Ni podemos saber todo de Dios, ni un Tribunal puede versar sobre la Verdad, pues la información no es tan generosa como para presentarse transparente, objetiva y plena desde perspectivas que aún no conocemos. Es difícil poner fin al ímpetu de buscar esencias o naturalezas positivas (racionalidad, dignidad) que definan, hacia la eternidad, al ser humano. Algunos doctos en la materia afirman que la dignidad es el derecho y obligación de cada uno de los individuos de desarrollarse a sí mismo como persona y la obligación hacia los demás de contribuir a su libre e igual desarrollo como personas. La dignidad fundamenta a todo el sistema de derechos reconocidos: el libre desarrollo de la personalidad, tener una vivienda digna, libertad económica, morir, seguridad social, no ser espiado o no recibir insultos discriminatorios, entra en su ámbito valorativo. Cuando tantas cosas caben, se corre el riesgo de que aprieten. Lo cierto es que si es así, no existe otra cualidad en el mundo más vulnerada que la dignidad; más bien parecería que la esencia humana es fastidiarla. Se expone a la dignidad como el atributo común o esencia del ser humano, pero su vulneración diaria debería serlo también bajo mismos parámetros.

Sinceramente enunciar un abstracto derecho a la dignidad no es ni bueno ni malo, ni tampoco una herramienta burguesa que hace peligrar el bienestar proletario pues enmascara con eufemismos un sistema de real dominación, ni una weasel word diseñada por el feminismo woke. Considero que lo que ha de preocuparnos es si sirve para algo. Para aprobar un examen de teología o iusnaturalismo avanzado sin duda es útil. ¿Sirve para más? La respuesta, así pienso, es afirmativa.

^^^^^^^^

• [EJERCICIO ESCRITO 1] Según el artículo, ¿para qué resulta sin duda útil enunciar un derecho abstracto a la dignidad?

^^^^^^^^

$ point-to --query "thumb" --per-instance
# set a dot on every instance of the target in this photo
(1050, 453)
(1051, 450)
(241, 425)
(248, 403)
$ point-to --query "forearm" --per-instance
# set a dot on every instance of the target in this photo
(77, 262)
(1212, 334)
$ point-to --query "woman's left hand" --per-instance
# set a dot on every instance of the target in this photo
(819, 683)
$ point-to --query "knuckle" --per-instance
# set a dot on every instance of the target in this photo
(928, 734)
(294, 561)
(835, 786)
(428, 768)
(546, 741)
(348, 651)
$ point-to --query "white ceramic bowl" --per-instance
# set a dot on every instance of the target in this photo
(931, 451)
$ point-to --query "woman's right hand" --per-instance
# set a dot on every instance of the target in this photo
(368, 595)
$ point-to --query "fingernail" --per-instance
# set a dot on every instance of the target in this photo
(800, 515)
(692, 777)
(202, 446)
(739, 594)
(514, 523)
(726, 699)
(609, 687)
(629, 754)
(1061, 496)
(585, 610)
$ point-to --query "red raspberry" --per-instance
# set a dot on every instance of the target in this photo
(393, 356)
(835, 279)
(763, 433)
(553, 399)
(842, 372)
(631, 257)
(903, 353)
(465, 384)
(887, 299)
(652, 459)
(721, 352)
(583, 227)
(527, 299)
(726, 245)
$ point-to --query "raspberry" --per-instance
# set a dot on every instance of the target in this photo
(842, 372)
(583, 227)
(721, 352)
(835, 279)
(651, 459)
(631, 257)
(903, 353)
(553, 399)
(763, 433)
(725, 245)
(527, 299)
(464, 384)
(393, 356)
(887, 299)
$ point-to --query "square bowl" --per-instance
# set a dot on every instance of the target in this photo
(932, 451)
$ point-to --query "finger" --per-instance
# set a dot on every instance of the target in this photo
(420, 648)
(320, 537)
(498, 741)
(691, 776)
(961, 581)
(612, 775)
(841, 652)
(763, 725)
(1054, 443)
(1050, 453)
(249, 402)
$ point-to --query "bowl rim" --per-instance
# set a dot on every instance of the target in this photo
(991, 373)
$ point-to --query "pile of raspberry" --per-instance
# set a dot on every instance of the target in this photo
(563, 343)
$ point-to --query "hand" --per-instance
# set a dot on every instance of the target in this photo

^^^^^^^^

• [EJERCICIO ESCRITO 2] Transcribe sin cambios las líneas de las entradas, desde la primera hasta la línea que contiene "(1212, 334)", ambas incluidas, y ninguna más.

• [RESULTADO DEL EJERCICIO 1] Para aprobar un examen de teología o iusnaturalismo avanzado.

• [RESULTADO DEL EJERCICIO 2]
$ point-to --query "thumb" --per-instance
# set a dot on every instance of the target in this photo
(1050, 453)
(1051, 450)
(241, 425)
(248, 403)
$ point-to --query "forearm" --per-instance
# set a dot on every instance of the target in this photo
(77, 262)
(1212, 334)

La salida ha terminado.